Written problem:
Rewrite the lines from the very first one through the line holding "M176 117L193 122L194", inclusive, as a JSON list of strings, one string per line, leaving out blank lines. Include only those lines.

++++++++

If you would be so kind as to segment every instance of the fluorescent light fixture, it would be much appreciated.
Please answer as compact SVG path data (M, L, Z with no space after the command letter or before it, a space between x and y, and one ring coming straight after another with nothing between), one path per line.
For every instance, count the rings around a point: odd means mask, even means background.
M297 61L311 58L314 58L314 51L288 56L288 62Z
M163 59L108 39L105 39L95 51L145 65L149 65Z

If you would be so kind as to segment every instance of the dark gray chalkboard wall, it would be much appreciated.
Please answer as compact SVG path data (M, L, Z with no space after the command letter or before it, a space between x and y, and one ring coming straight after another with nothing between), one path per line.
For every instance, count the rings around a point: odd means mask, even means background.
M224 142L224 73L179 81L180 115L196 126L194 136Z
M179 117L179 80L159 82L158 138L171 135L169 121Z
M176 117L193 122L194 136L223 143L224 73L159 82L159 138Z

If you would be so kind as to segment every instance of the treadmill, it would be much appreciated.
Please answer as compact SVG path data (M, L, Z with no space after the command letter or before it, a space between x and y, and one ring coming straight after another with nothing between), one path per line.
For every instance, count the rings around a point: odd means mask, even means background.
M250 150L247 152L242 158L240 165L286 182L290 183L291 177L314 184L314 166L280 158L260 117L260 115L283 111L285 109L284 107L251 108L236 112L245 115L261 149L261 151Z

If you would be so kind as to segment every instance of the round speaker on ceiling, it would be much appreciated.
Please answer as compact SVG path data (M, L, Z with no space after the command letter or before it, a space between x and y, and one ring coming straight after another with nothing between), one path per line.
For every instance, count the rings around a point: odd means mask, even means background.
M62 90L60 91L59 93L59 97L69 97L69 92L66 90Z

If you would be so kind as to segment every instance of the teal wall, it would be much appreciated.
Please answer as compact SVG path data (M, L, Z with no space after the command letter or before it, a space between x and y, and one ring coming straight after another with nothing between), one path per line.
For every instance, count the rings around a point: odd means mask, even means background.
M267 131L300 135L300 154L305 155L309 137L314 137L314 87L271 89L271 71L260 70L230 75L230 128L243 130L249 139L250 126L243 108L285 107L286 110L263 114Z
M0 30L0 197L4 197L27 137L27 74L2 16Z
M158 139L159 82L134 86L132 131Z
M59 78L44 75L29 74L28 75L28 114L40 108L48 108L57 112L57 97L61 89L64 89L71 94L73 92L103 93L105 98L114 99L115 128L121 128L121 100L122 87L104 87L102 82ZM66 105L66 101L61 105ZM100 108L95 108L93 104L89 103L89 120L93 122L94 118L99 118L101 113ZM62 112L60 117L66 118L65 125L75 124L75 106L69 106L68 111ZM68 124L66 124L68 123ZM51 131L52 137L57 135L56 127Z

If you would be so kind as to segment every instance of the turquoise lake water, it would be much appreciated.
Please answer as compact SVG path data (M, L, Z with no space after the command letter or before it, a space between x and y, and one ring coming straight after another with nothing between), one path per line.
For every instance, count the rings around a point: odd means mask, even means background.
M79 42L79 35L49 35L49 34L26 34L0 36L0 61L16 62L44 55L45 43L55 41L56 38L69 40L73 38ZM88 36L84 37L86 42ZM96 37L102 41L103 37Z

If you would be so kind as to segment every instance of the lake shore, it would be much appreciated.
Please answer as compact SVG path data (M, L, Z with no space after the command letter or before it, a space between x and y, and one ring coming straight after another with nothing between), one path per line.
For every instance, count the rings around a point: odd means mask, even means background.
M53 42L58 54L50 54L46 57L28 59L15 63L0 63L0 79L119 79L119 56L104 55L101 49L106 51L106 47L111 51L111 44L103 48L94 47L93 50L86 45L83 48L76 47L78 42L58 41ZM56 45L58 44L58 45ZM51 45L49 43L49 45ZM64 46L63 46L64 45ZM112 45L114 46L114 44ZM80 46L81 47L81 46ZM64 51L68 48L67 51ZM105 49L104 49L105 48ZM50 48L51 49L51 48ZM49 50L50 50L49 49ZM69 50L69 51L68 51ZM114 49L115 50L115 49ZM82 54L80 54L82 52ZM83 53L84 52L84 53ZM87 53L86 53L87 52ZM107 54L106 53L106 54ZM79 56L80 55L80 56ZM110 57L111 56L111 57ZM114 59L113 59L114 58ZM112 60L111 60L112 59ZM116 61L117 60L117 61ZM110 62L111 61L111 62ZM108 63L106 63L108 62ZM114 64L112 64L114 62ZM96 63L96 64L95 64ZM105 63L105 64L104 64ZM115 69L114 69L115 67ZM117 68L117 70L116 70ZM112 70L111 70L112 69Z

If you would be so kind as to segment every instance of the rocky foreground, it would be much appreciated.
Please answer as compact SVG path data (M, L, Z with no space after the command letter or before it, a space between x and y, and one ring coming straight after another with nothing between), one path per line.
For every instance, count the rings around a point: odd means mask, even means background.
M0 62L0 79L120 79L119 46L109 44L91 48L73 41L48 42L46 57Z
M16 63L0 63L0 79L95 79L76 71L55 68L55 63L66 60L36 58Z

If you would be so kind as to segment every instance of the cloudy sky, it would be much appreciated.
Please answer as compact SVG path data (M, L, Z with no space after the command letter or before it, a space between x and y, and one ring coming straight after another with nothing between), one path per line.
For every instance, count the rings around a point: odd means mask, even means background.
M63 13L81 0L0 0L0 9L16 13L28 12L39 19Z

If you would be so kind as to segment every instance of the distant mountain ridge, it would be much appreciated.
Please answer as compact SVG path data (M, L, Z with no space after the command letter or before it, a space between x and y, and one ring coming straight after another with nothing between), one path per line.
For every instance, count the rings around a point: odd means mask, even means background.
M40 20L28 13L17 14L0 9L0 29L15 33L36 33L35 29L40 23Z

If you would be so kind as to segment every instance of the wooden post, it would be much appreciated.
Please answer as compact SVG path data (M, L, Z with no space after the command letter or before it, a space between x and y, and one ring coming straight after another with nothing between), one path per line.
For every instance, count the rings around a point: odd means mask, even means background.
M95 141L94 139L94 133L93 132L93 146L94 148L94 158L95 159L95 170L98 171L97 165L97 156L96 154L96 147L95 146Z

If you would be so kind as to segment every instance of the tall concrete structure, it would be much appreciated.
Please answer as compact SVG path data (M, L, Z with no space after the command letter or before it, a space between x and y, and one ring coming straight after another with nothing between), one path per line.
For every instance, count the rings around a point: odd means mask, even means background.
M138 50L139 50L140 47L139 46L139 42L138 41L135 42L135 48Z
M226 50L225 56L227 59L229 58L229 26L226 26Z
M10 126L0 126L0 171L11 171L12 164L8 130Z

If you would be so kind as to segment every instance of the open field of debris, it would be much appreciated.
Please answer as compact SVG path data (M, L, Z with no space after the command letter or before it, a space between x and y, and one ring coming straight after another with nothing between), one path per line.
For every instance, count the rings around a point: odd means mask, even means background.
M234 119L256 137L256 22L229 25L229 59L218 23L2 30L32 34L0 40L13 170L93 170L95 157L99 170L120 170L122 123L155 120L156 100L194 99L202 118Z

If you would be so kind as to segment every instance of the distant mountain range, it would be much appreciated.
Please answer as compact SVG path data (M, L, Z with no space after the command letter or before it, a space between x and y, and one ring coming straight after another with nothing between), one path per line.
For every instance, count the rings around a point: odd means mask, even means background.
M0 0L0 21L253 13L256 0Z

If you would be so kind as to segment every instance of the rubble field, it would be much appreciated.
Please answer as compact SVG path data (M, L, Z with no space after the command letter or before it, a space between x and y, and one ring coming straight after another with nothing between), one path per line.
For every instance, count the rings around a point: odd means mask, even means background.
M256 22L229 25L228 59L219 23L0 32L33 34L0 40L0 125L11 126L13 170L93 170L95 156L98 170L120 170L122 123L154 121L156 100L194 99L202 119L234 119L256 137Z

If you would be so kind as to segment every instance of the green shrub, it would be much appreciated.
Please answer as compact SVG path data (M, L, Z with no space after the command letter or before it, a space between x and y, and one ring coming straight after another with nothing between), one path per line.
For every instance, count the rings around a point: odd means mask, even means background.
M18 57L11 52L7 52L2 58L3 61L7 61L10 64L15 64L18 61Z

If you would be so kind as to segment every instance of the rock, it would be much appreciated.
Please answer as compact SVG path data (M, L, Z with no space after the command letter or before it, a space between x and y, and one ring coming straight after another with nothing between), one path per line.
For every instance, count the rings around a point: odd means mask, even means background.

++++++++

Expected answer:
[
  "If you would be so kind as to segment every instance of the fluorescent light fixture, it would be much appreciated.",
  "Please answer as compact SVG path data (M, L, Z with no space after the command letter or before it, a space between x and y, and one ring coming straight after another with nothing between), one path per line.",
  "For every instance, count the rings around a point: odd means mask, even means background.",
  "M297 61L311 58L314 58L314 51L288 56L288 62Z",
  "M163 59L108 39L105 39L95 51L145 65L149 65Z",
  "If you would be so kind as to segment every instance of the dark gray chalkboard wall, it would be much appreciated.",
  "Please answer as compact SVG path data (M, L, Z with no space after the command letter or before it, a space between x and y, and one ring coming straight after another with nothing between), one path per line.",
  "For every instance, count the rings around a point: odd means mask, even means background.",
  "M224 142L224 73L179 81L180 115L196 126L194 136Z",
  "M179 117L179 80L159 82L158 138L171 135L169 121Z",
  "M176 117L193 122L194 136L223 143L224 73L159 82L159 138Z"
]